------ Supplied entries ------

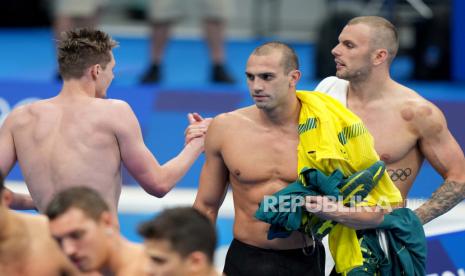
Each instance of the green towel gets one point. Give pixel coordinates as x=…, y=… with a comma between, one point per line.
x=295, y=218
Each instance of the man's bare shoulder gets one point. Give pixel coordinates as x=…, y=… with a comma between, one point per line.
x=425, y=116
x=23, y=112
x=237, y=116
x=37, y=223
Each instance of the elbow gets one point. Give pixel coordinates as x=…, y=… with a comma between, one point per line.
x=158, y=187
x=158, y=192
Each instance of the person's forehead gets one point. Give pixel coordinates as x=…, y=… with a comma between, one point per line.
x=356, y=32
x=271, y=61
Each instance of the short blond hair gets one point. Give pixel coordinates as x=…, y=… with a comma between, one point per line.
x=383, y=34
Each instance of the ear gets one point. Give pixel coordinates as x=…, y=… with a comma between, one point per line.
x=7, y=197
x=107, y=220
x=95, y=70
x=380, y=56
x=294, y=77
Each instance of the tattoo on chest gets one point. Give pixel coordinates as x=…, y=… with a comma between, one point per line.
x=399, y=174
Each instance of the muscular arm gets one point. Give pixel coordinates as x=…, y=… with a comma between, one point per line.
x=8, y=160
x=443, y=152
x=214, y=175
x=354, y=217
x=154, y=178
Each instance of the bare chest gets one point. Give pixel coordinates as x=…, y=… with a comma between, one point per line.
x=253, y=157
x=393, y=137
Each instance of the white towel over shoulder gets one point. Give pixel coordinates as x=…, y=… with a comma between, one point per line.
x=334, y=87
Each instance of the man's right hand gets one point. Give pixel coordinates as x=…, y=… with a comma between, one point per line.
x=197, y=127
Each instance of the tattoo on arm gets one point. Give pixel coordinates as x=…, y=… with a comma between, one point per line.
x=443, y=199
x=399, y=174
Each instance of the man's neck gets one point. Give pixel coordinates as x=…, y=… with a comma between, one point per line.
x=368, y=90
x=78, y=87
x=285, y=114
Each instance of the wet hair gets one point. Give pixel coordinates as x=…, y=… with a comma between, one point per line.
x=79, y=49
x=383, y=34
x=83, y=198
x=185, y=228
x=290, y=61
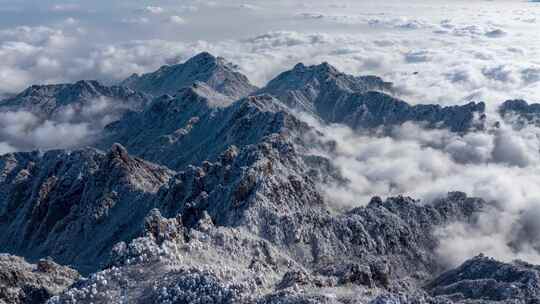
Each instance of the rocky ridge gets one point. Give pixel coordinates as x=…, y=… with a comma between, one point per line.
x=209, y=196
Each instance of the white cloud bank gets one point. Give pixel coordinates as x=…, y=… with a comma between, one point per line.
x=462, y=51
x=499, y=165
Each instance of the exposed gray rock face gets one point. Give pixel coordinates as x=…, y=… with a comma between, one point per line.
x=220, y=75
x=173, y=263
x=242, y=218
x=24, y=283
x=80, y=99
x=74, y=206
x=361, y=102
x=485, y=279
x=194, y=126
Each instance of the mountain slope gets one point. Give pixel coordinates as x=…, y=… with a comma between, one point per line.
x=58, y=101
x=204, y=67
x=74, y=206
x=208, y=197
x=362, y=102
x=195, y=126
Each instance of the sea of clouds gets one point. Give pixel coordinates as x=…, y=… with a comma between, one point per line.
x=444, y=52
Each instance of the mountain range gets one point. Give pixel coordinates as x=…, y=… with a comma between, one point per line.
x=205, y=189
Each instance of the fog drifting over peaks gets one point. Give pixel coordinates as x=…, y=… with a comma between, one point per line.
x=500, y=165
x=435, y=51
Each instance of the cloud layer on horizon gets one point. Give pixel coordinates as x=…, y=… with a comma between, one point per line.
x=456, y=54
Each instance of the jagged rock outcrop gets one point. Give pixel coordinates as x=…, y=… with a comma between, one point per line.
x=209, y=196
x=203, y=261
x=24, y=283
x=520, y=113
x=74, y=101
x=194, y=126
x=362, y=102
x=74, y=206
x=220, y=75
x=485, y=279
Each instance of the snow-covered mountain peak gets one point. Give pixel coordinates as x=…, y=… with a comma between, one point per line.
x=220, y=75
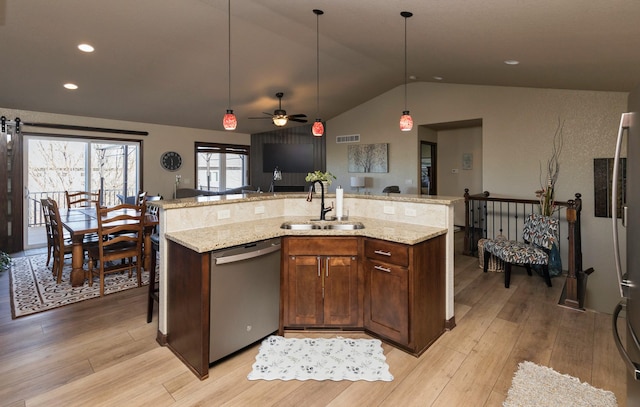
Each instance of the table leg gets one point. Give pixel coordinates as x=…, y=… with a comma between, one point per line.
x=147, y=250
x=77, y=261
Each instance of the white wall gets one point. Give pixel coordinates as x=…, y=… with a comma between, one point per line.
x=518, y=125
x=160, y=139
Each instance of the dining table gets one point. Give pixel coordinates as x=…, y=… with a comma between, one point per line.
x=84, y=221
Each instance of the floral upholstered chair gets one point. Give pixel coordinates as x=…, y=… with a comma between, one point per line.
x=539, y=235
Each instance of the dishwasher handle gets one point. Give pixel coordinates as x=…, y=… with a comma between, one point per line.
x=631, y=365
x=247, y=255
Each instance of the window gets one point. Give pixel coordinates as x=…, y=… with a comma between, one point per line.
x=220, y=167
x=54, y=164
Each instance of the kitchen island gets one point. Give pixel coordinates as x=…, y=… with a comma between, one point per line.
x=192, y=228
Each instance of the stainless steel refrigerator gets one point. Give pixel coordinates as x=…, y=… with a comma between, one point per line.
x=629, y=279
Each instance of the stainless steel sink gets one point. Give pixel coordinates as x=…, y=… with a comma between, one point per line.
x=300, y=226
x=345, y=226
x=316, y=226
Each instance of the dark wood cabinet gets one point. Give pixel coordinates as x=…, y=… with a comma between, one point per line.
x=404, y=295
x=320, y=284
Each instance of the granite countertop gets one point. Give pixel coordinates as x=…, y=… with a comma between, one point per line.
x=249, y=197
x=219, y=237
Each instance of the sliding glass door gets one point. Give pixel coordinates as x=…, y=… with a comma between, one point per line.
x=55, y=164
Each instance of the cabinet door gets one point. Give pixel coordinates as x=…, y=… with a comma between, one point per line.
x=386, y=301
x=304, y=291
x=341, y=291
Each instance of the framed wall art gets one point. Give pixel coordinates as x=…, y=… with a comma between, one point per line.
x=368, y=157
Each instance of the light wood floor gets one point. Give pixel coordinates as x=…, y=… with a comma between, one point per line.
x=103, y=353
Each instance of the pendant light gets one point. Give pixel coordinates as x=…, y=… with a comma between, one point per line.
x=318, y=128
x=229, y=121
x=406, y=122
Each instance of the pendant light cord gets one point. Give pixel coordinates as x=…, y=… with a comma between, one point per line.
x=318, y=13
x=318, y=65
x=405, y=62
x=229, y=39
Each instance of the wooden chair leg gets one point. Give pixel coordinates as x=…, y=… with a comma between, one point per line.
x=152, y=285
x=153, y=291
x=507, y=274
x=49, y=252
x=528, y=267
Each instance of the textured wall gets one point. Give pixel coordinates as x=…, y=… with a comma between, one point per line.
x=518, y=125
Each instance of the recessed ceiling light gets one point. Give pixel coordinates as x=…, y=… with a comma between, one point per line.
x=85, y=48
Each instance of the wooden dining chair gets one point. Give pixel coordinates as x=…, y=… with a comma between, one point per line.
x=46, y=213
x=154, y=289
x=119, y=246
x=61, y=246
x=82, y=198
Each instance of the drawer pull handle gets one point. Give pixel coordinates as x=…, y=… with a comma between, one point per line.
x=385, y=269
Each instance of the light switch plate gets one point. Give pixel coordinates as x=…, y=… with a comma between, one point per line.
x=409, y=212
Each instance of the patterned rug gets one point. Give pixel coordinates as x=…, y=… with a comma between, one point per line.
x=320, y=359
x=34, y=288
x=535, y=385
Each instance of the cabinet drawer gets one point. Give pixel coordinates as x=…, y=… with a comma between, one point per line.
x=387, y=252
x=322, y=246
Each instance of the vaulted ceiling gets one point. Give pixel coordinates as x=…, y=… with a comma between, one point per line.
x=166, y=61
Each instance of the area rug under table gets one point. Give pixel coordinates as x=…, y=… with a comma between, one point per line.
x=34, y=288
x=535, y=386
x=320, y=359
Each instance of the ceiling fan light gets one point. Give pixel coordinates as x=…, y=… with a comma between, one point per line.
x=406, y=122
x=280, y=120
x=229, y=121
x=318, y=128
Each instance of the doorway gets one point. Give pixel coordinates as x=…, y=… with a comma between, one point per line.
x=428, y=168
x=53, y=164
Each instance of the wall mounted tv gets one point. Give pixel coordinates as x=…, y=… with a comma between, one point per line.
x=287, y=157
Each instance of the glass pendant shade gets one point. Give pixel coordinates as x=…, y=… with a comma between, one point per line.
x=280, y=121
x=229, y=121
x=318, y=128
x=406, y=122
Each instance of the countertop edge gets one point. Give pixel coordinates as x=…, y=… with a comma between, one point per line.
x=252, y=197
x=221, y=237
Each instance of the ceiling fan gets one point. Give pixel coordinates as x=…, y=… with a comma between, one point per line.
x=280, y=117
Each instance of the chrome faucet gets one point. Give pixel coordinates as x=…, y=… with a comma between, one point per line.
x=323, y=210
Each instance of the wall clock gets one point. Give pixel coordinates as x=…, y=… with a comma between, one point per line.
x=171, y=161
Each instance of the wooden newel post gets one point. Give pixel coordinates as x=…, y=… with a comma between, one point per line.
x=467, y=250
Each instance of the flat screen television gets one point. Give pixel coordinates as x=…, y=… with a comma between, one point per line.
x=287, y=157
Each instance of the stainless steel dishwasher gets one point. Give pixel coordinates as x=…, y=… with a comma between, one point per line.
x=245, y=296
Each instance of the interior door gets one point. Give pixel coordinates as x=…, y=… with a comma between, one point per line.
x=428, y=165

------

## [To do]
Output exactly the lines above, from the one holding "Each instance of the stainless steel dishwasher" through the end of the data, including the first and last.

## [Task output]
Each instance of the stainless steel dishwasher gets one point. Give pixel coordinates as x=…, y=… with a comma between, one point per line.
x=245, y=296
Each instance of the interior door gets one point. Give pixel coordinates as x=…, y=… with a comma between, one point per line.
x=428, y=165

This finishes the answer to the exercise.